■ WHAT YOU SHOULD DO:
State how many lines in the records below contain the word "shoe". Nothing else is needed.

[Items from a data source]
··········

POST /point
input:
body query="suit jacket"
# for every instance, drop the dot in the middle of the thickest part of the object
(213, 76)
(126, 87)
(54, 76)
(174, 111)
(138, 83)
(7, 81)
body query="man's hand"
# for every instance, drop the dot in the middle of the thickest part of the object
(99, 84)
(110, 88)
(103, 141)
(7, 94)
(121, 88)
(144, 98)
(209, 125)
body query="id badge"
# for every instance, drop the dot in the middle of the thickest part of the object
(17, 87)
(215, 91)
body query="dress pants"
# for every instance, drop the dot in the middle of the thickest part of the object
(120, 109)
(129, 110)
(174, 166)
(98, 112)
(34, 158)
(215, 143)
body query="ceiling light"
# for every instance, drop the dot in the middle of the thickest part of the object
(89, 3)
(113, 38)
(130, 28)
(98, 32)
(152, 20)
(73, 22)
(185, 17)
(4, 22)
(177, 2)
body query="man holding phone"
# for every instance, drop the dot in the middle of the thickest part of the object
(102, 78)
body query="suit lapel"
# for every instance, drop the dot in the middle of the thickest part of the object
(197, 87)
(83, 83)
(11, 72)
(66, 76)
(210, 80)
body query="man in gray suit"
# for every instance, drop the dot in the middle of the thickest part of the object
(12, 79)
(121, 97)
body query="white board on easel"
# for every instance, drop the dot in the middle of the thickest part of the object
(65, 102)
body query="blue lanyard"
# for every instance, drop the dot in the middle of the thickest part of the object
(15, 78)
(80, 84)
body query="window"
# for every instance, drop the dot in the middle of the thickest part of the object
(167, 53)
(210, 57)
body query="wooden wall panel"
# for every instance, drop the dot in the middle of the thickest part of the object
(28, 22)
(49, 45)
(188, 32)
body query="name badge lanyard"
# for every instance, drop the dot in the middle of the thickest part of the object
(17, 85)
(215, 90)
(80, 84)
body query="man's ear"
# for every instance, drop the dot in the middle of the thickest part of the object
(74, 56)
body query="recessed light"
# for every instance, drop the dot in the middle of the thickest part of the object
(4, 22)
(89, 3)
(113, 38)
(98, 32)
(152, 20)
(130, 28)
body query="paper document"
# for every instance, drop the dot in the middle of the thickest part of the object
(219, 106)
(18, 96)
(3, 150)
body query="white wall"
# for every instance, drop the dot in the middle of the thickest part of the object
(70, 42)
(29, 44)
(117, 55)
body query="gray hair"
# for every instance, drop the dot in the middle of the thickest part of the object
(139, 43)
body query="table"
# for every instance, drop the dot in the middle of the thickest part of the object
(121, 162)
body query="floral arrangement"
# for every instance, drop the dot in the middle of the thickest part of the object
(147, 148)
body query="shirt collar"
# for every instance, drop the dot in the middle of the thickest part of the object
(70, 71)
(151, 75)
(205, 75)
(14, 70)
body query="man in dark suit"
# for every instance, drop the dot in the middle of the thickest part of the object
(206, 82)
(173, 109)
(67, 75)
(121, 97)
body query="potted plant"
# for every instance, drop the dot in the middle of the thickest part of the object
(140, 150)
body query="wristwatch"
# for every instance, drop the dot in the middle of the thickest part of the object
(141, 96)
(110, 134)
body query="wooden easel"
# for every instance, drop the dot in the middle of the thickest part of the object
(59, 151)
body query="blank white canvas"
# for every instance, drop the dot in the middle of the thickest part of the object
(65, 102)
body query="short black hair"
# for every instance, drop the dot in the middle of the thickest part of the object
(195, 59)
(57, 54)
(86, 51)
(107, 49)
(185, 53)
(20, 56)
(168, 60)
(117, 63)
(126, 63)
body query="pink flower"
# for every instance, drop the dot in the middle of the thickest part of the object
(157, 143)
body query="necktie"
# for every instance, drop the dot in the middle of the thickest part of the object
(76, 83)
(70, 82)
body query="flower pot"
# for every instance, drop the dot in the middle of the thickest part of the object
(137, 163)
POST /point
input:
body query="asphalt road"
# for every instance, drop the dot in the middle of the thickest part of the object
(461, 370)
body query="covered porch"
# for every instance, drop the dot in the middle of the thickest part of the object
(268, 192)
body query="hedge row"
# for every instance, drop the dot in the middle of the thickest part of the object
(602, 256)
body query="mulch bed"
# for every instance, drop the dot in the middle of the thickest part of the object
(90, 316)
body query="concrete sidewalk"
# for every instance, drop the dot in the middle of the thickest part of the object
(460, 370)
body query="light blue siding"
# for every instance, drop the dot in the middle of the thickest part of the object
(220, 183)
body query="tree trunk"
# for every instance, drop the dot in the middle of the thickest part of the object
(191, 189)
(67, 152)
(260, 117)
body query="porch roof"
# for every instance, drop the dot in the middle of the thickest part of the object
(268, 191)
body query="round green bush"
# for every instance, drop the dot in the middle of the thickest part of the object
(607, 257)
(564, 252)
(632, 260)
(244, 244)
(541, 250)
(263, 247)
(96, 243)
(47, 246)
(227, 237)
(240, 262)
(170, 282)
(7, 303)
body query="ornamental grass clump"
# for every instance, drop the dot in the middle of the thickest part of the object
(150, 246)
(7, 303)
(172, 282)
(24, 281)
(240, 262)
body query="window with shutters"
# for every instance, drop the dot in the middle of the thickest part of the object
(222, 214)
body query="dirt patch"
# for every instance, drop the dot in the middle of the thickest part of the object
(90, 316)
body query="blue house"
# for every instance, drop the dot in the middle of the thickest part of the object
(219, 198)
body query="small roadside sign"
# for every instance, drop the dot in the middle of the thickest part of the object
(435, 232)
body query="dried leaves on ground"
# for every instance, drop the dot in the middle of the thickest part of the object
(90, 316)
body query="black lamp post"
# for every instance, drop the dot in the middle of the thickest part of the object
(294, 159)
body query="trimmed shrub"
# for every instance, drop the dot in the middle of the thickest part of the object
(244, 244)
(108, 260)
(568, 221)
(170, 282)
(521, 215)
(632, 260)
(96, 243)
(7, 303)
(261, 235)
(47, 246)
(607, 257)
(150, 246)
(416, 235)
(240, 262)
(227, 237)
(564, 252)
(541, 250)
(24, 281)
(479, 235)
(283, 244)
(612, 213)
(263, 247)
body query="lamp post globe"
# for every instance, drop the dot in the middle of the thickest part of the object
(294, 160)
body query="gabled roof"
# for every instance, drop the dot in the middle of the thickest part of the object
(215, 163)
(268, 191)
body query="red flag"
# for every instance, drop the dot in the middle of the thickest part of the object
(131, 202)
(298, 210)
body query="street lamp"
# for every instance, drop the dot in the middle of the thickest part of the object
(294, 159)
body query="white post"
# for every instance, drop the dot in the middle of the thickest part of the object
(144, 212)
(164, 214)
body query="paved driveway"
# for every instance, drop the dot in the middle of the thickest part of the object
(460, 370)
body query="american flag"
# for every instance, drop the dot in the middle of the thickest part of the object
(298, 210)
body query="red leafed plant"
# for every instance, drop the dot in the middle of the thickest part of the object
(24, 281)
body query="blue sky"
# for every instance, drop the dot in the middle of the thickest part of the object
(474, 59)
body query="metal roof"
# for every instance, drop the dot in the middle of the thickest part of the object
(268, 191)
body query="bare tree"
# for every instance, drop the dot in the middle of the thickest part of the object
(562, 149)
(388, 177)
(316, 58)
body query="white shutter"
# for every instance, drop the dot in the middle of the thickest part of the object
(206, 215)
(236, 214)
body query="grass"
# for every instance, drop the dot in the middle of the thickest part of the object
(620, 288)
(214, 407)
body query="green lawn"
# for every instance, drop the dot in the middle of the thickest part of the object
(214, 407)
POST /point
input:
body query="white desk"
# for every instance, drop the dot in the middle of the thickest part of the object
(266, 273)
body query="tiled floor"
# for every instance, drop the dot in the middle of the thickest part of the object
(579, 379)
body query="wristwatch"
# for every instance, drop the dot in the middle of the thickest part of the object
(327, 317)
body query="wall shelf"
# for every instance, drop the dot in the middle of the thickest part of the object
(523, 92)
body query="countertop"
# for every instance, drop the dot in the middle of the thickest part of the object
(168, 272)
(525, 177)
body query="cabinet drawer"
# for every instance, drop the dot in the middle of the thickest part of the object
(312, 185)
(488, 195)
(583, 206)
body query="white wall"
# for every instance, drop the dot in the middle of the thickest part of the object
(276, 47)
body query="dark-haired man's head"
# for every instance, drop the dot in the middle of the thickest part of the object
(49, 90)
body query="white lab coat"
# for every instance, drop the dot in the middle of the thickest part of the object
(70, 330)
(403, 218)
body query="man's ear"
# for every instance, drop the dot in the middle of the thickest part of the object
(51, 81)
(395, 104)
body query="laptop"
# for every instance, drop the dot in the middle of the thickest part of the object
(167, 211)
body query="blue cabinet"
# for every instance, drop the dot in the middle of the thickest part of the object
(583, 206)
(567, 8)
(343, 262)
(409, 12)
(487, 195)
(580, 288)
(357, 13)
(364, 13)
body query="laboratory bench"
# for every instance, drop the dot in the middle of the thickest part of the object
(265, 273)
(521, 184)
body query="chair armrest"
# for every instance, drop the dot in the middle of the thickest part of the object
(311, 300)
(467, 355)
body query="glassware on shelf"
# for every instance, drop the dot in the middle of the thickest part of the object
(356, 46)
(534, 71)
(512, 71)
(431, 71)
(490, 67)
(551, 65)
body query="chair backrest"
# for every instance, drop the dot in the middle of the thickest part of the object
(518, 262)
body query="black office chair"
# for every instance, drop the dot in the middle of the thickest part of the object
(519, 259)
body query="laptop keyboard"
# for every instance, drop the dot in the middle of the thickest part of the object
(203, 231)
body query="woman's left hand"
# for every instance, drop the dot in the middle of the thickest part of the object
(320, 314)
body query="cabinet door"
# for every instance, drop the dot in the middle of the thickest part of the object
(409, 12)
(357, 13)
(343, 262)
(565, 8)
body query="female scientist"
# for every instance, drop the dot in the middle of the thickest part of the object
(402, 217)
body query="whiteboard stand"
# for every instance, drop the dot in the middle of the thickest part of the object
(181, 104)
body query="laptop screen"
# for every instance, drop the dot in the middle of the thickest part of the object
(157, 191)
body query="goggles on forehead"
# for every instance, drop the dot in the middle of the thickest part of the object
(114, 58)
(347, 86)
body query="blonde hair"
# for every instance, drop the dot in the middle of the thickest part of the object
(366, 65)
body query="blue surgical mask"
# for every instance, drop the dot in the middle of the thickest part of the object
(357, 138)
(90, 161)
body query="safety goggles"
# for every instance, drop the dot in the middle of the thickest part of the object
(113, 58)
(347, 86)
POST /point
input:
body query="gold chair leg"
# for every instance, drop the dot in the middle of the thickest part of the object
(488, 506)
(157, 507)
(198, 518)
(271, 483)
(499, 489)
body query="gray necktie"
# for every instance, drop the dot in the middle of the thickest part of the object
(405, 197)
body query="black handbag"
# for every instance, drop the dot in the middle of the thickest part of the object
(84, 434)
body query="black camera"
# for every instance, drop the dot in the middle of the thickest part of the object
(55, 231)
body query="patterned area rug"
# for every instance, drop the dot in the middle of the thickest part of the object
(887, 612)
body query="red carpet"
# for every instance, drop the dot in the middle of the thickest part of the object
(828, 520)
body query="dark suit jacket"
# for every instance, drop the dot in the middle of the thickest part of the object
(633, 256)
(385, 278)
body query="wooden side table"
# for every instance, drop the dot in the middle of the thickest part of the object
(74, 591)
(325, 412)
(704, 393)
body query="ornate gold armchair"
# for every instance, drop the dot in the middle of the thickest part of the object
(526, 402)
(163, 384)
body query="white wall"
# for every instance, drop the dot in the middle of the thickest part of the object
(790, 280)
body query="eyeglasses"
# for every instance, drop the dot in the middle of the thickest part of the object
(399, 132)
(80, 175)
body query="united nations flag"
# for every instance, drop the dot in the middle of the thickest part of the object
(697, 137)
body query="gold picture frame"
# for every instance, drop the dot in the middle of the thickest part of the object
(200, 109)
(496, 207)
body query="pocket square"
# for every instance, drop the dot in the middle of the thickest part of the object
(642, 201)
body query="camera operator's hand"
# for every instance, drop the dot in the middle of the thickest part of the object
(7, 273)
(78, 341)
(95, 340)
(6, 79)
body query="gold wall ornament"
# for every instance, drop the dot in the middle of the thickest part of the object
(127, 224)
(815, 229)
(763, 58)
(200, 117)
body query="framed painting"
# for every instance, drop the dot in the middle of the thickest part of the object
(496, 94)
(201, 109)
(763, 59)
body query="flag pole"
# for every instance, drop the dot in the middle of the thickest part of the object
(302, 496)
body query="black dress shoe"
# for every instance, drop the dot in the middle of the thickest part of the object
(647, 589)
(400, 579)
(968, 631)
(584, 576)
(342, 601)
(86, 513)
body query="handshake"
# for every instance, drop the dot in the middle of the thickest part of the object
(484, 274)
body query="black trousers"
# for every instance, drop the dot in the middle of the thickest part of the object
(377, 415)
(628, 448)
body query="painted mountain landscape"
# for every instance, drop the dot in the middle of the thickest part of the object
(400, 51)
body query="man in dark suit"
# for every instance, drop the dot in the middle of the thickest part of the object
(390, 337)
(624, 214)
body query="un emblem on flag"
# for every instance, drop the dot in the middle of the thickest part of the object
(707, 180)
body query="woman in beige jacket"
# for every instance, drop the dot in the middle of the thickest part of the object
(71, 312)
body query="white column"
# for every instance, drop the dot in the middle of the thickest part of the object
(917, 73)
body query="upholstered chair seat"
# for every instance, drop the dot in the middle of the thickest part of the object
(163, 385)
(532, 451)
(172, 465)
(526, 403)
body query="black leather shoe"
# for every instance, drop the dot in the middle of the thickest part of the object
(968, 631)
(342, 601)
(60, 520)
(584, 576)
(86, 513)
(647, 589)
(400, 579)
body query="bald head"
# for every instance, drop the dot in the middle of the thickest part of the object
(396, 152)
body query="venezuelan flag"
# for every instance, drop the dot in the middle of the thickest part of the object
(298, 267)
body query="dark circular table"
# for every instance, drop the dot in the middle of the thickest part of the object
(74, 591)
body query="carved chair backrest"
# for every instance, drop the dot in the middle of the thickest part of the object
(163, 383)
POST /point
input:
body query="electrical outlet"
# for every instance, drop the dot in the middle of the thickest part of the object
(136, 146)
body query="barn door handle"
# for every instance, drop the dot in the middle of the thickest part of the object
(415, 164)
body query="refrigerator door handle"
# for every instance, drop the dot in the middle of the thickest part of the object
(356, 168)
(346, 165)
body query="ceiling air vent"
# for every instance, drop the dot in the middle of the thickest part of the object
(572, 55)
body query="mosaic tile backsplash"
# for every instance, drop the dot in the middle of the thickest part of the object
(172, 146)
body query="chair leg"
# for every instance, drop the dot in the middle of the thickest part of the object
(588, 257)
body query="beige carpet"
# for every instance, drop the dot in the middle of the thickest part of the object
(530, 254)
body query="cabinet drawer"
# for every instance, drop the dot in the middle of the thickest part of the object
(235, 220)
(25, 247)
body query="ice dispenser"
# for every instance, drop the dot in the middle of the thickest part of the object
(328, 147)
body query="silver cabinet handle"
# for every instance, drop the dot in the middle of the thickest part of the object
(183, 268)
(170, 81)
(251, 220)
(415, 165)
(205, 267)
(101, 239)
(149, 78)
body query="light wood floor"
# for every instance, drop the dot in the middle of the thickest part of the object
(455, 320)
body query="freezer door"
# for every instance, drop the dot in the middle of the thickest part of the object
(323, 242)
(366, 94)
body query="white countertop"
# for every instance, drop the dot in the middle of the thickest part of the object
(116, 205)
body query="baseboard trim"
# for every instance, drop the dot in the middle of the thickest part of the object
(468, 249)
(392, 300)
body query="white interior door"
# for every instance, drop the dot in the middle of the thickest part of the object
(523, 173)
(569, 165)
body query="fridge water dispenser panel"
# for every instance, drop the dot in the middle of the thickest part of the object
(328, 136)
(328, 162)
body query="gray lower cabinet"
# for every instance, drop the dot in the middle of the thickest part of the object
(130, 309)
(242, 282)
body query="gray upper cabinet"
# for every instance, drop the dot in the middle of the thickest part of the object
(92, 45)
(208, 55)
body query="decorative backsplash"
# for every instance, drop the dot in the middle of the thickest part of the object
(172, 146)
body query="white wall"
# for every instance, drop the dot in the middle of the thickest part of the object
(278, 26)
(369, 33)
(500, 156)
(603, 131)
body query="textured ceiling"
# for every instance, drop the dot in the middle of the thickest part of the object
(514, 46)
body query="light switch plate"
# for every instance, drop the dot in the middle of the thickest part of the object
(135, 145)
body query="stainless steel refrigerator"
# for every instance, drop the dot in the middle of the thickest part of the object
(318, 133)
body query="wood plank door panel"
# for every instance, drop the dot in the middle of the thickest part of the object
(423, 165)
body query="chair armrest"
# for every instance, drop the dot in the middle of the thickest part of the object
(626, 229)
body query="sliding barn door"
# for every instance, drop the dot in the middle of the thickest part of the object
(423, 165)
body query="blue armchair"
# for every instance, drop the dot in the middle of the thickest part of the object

··········

■ SOLUTION FOR THIS PROBLEM:
2